STATED TASK. Reproduce the data below in full and exclude every picture.

DATASET RECORDS.

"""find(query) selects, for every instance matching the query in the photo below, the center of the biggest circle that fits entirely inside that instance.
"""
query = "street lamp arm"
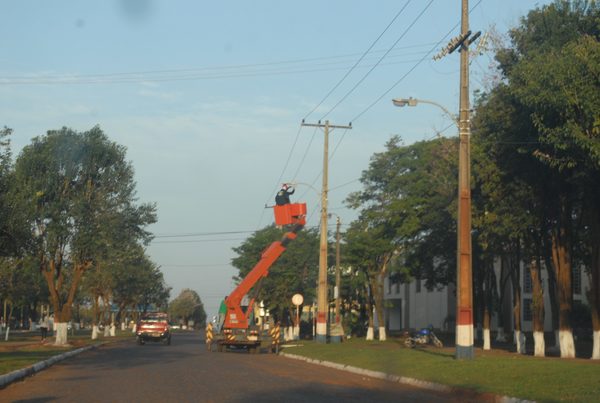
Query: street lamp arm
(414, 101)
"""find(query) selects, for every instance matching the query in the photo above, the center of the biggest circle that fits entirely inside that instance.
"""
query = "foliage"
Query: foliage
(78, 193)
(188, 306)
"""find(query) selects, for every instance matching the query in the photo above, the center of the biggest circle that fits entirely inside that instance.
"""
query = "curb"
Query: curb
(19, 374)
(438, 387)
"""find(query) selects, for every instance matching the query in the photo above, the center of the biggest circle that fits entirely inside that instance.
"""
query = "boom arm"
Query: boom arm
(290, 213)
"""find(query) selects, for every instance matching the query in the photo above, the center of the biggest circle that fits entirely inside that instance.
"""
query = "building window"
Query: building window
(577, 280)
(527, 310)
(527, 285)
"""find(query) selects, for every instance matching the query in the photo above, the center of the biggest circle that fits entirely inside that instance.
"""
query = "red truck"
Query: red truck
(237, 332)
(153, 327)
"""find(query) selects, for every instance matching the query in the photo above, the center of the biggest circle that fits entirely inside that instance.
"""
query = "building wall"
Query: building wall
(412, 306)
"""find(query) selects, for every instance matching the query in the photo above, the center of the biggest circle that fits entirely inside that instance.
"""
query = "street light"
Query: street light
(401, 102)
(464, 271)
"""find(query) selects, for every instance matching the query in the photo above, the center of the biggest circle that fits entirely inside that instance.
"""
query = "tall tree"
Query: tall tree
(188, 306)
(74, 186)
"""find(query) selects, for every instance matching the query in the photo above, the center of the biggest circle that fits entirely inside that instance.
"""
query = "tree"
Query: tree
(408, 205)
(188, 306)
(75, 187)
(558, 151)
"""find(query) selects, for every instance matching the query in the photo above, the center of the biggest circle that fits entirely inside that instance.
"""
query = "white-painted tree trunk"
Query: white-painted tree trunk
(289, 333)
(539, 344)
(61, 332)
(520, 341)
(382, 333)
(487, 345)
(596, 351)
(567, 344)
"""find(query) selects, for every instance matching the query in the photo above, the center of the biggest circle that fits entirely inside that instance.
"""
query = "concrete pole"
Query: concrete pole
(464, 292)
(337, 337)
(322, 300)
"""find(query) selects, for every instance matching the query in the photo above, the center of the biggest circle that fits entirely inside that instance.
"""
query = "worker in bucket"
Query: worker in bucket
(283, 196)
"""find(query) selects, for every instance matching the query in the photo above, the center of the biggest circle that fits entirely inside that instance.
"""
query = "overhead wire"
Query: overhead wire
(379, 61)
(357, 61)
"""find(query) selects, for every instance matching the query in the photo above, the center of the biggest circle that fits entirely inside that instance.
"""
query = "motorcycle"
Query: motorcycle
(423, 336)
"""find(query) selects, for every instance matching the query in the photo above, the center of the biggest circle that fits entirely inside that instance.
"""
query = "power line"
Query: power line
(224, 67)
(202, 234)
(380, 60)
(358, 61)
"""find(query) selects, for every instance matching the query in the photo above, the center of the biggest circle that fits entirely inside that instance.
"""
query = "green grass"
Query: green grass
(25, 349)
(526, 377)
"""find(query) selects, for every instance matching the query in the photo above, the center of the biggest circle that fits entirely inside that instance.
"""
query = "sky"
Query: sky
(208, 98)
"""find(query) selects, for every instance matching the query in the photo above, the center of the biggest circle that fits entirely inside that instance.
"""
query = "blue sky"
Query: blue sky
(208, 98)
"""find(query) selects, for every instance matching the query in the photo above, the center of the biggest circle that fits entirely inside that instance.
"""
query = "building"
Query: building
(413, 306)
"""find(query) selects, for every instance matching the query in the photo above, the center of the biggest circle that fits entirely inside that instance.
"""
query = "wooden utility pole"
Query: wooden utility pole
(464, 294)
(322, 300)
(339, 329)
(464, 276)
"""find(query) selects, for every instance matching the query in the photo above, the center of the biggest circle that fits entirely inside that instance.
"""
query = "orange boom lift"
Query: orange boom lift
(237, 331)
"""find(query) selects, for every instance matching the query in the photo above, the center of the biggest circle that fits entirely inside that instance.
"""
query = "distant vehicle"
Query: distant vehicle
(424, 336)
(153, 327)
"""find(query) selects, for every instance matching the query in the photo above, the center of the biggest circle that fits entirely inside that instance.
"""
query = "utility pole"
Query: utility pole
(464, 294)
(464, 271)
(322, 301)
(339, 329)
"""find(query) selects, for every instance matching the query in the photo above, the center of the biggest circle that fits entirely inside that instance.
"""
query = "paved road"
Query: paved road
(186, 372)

ANSWER TO THIS PROBLEM.
"""find(query) selects, for every instance matching the query in the photo below, the center of the biggest circle that fits entirely inside that instance.
"""
query = "street lamp arm"
Query: street lamp arm
(414, 101)
"""find(query) selects, for every instance matching the query in the photo above, the center of the biggest circle that fits entirely inside that instance.
"""
query = "foliage"
Query: foliage
(78, 193)
(188, 306)
"""find(query) selects, for every instance matching the query in the photo above, the center of the biggest circle that fits entirely inside that instance.
"""
query = "curb"
Query: curb
(19, 374)
(438, 387)
"""find(query) selects, for every instance matching the query in the photo above, the center of the biggest circle that fits entirely inside that instance.
"""
query = "boom arm"
Query: boom arm
(290, 213)
"""find(query) selects, for every instance matching the query in the photo above, the center of the biggest circle that fits entirely inside that instance.
"""
query = "building window"
Query: building window
(577, 280)
(527, 310)
(527, 285)
"""find(query) selects, for every instance matching the query in the photo above, the center of the biggest circle that fits entirely inside that instance.
"""
query = "red truck"
Query: red truck
(237, 332)
(153, 327)
"""find(query) selects, for every instance matching the query in the photo above, the center of the biggest circle that fits entirely inside that instance.
"""
query = "building wall"
Query: building wall
(412, 306)
"""find(query) selects, for every instance matching the query in the photo above, the center of the biggest circle that fits entirely inside that instance.
"""
query = "street light"
Query: street light
(401, 102)
(464, 271)
"""find(query) selects, for every instance matching the query in the photo above, the center of the biggest circle that fits entirely inside that instance.
"""
query = "tall tree"
Query: tall tree
(188, 306)
(74, 186)
"""find(query) selects, for every instance matching the query in the photo above, the center of the biggest circle that fits entirely inside that instance.
"""
query = "tree"
Query: tree
(408, 205)
(188, 306)
(75, 187)
(558, 151)
"""find(query) selects, for every instance matching the query in the photo above, the center of the biggest circle that fits entirely inside that instance.
"""
query = "white-painted tree trunk"
Query: white-painted tree trunk
(289, 333)
(539, 344)
(61, 332)
(520, 341)
(382, 333)
(487, 345)
(596, 351)
(567, 344)
"""find(query) selects, for every instance matching the query in the photo above, the center of the biggest circle that fits entirely inside that instance.
"""
query = "concrete pole"
Query: concrete pole
(464, 292)
(337, 337)
(322, 300)
"""find(query) selects, for every instance matching the query in the photo above, the center of the biggest circle that fits entirely inside that instance.
"""
query = "worker in bucket"
Query: worker in bucket
(283, 196)
"""find(query) selects, for every instance matching the query in the photo above, the center of the biggest circle that fits entirely inside that instance.
"""
query = "overhead wire"
Query: overhead wire
(379, 61)
(357, 61)
"""find(query) selects, for every instance matching the query in the photo above, the center of the biggest circle that fits entirely inside that instance.
"""
query = "motorcycle"
Query: motorcycle
(423, 336)
"""find(query) selects, for every instance matching the query in the photo above, the center of the biggest circle that fits entirely inside that instance.
"""
query = "power line"
Query: power line
(224, 67)
(202, 234)
(380, 60)
(358, 61)
"""find(query) selects, for every instance matching the query in the photo above, the center of the biggest circle that fits entirely inside that instance.
"""
query = "green grass"
Query: green grass
(25, 349)
(526, 377)
"""find(query) selects, for every instance matching the query in the photo above, the center of the biggest circle that fits entirely inside that instance.
"""
query = "sky"
Query: sky
(208, 98)
"""find(query) selects, for every instance matching the query in the photo above, the center of the biggest circle that fits entirely inside that instance.
"""
query = "blue sky"
Query: blue sky
(208, 98)
"""find(query) selects, for every instance matching the query in the photo above, the center of the biggest circle that fits entirely inside that instance.
"""
query = "building"
Query: building
(413, 306)
"""find(query) selects, for every instance matching the query in the photo above, the center of the biggest circle that fits entirely inside that instance.
"""
query = "wooden utility pole"
Query: wooden utility pole
(464, 294)
(322, 300)
(339, 329)
(464, 276)
"""find(query) selects, for every instance matching the query in the photo above, the center of the biggest circle that fits entirely inside that instance.
"""
query = "orange boom lift"
Query: orange boom lift
(237, 331)
"""find(query) selects, for every instance matching the query in the photo above, the center of the biggest circle that fits entirely inside that instance.
"""
query = "distant vehicle"
Query: distant vehicle
(424, 336)
(153, 327)
"""find(query) selects, for every instance matching the query in the photo above, the center of the biggest circle that fits entirely inside that instance.
"""
query = "utility pole"
Query: utility pole
(464, 294)
(464, 271)
(322, 301)
(339, 329)
"""find(query) selects, for every instance matching the query in the photo above, the center of the biggest circle that fits entirely inside that instance.
"""
query = "paved road"
Query: paved road
(186, 372)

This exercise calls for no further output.